──────── PASSAGE PROVIDED

The decline in the market value of Ineos’ debt has intensified this year, with a significant drop in the past week alone, erasing hundreds of millions of pounds. This downturn comes as Ineos warns that time is “running out” to salvage the European chemicals industry.
In an effort to defend the sector, Ineos, one of the UK’s largest privately held firms, is initiating anti-dumping actions against the influx of inexpensive chemical products entering the EU.
According to Fitch Ratings, the company’s ratio of net debt to earnings before interest, tax, depreciation, and amortization (EBITDA) has increased from six times in 2023 to approximately eight times. This rise is attributed to a sluggish chemical market and substantial capital expenditures for the completion of Project One, its petrochemical facility under construction in Belgium. Ineos is currently burdened with over €11 billion in total debt.

Last month, JPMorgan credit analysts downgraded their assessment of the group’s creditworthiness. This move followed an earlier downgrade by Fitch in September, which pushed Ineos further into junk bond status. The credit rating agency highlighted the group’s high leverage and the uncertain recovery of the chemicals sector, which is grappling with weak demand, global overcapacity, and “heightened trade tensions.”
Ineos in October announced the closure of two production facilities in Germany and cut a fifth of its workforce at a plant in the UK as a “direct result” of high energy costs and “a lack of tariff protection”.
Beginning with the £84mn acquisition of an Antwerp chemicals facility from BP in 1998, Ratcliffe has spent the past two decades buying up unloved assets through a series of leveraged buyouts, creating one of the world’s largest chemicals groups.
The borrowing spree has cemented the Manchester United owner’s position as one of the most prolific sellers of junk debt in Europe, fuelling an operational expansion spanning 27 countries, including the UK, US and China.
Following forced restructurings at Patrick Drahi’s Altice France and Paul Coulson’s Ardagh, Ratcliffe had become “the new king of the high-yield market” in Europe, one high-yield bond investor said. As the largest borrowers in the high-yield market, Drahi and Coulson were regarded as European junk bond “royalty” before they were each forced into restructurings this year.
Debt worth about $3bn issued by Ineos US Finance, and some paper issued by Ineos Quattro of which there is more than $5bn outstanding, were trading at par at the start of the year but have fallen to about 80 cents on the dollar. Both were trading at over 90 cents on the dollar as recently as last month.
Ineos has become more vocal this year over its warnings on the state of the European chemicals sector. In February, it said the sector in Europe was “facing extinction”, citing policies that have resulted in “enormously high energy prices and crippling carbon tax bills”.
A high-yield bond investor trading Ineos’s bonds said he and fellow Ineos debt holders were betting that the “EU can’t afford for the entire chemicals industry to die off”.
However, due to Ineos’s large borrowings, Ratcliffe might be forced to “do a Drahi style [restructuring] deal one day”, said another high-yield bond investor.
Ineos told the Financial Times it had a “proven record of navigating challenging cycles” through cost control, cash generation and capital allocation.
“We continue to maintain tight financial discipline across all businesses and sites, with a detailed review of all costs to protect liquidity and margins,” it said in a statement.
The group’s credit ratings outlook reflected sector-wide conditions rather than company-specific fundamentals, Ineos said, adding that although Europe’s chemical sector faced “cyclical pressure”, the group was “better positioned than most peers” and was “actively engaging policymakers to restore industrial competitiveness across the region”.

────────────────
──────── RECORDS SUPPLIED

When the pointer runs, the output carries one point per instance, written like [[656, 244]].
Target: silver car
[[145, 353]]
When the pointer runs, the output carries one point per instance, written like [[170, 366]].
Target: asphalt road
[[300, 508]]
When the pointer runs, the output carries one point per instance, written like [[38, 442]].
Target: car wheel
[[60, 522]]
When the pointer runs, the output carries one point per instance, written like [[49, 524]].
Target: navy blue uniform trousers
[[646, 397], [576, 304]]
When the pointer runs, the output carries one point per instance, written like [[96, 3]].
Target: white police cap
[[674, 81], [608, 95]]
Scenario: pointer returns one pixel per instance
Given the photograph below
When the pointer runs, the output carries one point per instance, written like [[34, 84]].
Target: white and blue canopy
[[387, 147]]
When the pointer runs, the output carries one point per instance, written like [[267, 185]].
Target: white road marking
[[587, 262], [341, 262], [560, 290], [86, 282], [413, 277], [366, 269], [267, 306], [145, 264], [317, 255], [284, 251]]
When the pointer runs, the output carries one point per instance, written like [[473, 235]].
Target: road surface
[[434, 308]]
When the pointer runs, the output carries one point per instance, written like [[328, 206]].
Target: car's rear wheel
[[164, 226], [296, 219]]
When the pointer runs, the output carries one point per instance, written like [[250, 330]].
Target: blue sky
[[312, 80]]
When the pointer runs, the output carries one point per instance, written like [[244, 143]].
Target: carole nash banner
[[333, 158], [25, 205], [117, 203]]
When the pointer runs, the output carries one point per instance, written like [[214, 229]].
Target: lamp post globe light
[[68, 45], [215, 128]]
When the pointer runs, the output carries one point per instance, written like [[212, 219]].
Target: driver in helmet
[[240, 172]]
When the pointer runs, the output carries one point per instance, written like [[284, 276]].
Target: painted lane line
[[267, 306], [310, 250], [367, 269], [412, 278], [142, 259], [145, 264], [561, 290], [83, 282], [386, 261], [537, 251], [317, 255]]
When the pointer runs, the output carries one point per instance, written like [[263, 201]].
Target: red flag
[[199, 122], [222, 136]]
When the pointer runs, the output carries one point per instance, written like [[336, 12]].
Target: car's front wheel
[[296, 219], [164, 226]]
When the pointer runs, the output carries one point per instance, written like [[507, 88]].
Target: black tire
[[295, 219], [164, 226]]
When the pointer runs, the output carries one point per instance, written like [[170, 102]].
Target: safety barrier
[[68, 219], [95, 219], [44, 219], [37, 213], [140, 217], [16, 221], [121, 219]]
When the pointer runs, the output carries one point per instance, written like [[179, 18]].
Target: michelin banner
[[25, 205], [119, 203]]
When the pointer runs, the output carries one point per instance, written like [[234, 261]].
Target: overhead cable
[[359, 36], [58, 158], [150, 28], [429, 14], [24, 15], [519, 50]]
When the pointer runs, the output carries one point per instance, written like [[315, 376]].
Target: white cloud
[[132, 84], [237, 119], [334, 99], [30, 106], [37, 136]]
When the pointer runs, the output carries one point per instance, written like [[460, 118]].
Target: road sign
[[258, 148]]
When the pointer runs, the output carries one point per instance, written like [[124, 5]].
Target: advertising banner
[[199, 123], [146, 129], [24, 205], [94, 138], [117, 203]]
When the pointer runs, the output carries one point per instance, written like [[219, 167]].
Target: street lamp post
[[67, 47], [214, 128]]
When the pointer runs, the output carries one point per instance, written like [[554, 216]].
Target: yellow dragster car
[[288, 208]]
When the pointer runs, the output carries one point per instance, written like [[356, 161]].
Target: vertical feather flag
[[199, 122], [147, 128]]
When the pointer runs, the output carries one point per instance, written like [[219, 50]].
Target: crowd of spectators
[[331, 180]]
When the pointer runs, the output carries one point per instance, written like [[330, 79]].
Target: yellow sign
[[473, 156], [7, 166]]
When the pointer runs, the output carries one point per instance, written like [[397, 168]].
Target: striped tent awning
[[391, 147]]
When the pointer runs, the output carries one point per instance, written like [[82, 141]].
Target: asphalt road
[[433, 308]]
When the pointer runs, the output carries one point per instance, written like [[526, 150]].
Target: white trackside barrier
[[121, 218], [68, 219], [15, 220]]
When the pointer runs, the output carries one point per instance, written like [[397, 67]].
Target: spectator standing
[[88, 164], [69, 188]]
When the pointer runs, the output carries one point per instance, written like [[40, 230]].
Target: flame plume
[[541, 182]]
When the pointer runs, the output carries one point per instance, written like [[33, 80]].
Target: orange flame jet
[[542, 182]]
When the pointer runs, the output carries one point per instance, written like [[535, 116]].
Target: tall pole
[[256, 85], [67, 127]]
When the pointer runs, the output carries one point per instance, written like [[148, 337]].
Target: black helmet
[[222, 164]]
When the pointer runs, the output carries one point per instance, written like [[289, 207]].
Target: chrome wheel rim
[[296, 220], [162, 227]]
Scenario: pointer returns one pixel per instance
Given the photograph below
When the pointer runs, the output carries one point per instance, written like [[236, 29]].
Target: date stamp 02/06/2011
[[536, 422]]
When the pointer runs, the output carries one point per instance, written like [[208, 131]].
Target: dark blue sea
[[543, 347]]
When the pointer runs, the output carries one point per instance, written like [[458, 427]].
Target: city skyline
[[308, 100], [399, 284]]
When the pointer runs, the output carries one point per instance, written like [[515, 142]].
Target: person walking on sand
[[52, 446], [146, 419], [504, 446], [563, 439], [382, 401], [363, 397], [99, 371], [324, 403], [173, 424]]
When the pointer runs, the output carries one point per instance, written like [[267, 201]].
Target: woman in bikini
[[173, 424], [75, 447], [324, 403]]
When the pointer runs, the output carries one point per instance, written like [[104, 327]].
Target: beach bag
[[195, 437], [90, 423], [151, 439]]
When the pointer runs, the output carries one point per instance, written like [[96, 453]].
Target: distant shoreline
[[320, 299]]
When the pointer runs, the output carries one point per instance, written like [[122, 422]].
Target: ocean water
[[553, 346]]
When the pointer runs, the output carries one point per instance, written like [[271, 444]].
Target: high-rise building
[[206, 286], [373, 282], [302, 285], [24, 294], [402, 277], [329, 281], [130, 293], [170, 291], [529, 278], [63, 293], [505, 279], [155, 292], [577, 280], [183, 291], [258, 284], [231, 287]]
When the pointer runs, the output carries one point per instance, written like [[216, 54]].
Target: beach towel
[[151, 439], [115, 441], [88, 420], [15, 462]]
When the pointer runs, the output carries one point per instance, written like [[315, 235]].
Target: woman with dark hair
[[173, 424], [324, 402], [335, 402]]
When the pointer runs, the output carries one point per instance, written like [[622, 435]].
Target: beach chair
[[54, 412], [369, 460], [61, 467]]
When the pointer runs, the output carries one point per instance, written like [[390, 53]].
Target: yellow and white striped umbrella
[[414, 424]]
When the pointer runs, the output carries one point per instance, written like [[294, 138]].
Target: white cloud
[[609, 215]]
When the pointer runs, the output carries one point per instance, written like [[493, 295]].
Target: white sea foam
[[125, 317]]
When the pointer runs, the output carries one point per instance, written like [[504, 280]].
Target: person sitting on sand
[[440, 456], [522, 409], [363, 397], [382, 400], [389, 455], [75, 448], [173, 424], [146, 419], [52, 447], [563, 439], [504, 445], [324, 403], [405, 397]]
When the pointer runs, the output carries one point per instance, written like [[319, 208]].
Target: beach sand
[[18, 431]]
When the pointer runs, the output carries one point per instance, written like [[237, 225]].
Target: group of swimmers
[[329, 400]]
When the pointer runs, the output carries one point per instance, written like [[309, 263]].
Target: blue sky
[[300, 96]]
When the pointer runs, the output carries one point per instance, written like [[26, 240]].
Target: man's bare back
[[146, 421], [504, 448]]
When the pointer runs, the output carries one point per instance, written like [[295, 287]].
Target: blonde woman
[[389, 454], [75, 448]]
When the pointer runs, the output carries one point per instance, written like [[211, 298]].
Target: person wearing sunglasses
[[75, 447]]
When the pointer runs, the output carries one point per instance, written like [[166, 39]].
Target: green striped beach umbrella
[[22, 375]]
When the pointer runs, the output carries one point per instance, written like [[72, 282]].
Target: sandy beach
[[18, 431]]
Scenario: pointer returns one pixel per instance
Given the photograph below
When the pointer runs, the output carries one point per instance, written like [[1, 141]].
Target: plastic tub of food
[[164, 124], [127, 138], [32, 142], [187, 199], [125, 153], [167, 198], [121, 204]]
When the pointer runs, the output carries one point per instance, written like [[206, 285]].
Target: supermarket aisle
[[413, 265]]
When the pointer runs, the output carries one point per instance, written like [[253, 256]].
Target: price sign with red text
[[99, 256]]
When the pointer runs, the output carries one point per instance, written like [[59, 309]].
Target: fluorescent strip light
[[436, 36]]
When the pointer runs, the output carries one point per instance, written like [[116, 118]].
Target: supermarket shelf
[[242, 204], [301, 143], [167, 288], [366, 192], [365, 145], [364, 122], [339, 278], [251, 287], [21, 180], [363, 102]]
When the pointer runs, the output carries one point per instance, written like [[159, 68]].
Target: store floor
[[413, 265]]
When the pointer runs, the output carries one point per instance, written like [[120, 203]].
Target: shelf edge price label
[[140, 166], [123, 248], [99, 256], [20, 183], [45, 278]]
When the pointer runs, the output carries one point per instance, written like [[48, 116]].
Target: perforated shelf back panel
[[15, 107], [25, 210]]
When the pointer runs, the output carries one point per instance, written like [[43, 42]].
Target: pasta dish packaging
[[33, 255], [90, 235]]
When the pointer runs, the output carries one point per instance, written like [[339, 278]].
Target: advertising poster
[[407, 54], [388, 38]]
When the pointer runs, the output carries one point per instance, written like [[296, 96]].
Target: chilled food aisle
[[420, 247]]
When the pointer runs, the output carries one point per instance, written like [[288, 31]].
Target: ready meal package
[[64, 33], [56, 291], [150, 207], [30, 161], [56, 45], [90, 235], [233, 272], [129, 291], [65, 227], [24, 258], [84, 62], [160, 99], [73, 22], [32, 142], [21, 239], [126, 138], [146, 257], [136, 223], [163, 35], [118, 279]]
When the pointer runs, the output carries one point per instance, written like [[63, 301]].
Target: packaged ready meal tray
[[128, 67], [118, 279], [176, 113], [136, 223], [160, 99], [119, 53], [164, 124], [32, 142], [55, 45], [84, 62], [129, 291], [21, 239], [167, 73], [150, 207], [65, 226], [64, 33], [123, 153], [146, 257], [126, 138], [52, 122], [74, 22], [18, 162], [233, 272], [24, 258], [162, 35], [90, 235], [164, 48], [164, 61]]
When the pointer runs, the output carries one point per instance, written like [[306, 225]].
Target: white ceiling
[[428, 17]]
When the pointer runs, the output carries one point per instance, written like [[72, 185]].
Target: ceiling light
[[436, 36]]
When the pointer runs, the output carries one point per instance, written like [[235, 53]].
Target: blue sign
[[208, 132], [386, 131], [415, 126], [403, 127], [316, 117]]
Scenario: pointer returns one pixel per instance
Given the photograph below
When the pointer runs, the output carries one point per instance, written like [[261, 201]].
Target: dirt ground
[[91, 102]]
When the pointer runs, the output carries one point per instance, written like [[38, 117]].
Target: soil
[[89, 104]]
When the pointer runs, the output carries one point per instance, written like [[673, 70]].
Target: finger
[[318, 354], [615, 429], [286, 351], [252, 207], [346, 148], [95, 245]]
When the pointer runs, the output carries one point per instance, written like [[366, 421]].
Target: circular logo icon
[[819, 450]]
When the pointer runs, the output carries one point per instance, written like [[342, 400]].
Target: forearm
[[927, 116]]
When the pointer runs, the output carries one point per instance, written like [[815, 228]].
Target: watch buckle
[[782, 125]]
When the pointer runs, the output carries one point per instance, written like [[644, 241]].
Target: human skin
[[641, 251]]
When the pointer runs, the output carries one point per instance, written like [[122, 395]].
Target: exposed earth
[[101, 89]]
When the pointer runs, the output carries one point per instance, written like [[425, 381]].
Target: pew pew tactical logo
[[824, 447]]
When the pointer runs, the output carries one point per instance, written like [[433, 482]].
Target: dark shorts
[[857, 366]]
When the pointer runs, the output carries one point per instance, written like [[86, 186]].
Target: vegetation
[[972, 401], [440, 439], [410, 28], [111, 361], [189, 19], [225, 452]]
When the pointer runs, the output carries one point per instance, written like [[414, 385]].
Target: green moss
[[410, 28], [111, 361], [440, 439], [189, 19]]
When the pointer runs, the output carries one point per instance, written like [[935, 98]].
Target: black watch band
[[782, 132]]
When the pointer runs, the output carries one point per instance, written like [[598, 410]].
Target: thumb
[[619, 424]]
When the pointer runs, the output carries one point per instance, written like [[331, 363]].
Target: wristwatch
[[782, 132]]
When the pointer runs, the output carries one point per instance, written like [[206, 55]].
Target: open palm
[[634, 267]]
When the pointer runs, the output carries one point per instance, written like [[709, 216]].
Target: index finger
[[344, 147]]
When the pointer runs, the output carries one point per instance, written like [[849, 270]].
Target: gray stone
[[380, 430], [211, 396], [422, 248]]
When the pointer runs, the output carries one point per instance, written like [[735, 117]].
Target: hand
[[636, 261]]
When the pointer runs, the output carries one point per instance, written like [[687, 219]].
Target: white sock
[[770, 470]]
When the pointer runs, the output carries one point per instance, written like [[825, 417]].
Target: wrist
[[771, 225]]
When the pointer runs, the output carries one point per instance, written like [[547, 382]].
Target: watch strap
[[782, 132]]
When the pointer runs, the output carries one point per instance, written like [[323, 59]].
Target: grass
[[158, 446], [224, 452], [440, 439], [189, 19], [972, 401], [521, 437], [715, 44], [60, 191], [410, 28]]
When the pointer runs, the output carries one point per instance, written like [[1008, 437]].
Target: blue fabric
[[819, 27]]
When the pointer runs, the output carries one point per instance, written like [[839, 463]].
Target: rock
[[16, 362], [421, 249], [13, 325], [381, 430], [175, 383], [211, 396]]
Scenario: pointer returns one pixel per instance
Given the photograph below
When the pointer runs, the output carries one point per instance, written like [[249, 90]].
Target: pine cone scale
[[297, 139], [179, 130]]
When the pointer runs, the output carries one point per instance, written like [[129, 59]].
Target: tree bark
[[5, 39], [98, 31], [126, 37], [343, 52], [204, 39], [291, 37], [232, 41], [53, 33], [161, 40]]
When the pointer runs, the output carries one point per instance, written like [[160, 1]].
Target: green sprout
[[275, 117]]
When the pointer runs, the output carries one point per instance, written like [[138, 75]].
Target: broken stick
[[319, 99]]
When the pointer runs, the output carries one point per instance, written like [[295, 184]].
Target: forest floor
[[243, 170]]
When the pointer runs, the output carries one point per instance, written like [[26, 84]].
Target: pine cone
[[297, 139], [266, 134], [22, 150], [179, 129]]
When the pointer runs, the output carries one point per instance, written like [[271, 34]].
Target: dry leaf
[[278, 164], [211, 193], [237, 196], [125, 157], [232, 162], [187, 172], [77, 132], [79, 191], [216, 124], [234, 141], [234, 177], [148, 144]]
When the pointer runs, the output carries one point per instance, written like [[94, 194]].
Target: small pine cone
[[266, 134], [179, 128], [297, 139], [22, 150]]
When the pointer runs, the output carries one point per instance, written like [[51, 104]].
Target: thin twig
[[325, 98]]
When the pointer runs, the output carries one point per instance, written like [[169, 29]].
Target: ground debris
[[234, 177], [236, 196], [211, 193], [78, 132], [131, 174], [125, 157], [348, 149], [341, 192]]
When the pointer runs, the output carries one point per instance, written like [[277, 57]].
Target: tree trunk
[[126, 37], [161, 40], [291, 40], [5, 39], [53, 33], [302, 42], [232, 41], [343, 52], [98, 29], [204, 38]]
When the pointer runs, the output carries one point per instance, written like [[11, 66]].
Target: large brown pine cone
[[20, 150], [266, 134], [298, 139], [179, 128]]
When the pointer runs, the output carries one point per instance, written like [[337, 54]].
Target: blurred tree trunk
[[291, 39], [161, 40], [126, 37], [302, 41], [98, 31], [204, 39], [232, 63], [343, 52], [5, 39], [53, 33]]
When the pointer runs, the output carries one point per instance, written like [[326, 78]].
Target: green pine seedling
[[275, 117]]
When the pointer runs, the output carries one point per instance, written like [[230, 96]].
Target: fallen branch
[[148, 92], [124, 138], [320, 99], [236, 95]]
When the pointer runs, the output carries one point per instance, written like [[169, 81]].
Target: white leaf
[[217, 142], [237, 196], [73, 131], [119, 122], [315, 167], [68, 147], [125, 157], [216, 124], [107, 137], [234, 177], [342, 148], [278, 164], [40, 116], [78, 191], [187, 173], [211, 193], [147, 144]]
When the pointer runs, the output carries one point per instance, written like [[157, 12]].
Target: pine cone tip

────────────────

### [SHORT TASK A]
Reproduce verbatim the part of the Ineos article running from "A high-yield bond" down to "high-yield bond investor.".
### [SHORT TASK B]
Locate each line of the records that contains the string "beach" and copy those lines out. Matching is case-sensitive.

### [WORKED SOLUTION A]
A high-yield bond investor trading Ineos’s bonds said he and fellow Ineos debt holders were betting that the “EU can’t afford for the entire chemicals industry to die off”.
However, due to Ineos’s large borrowings, Ratcliffe might be forced to “do a Drahi style [restructuring] deal one day”, said another high-yield bond investor.

### [WORKED SOLUTION B]
Target: beach bag
Target: beach towel
Target: beach chair
Target: beach sand
Target: green striped beach umbrella
Target: sandy beach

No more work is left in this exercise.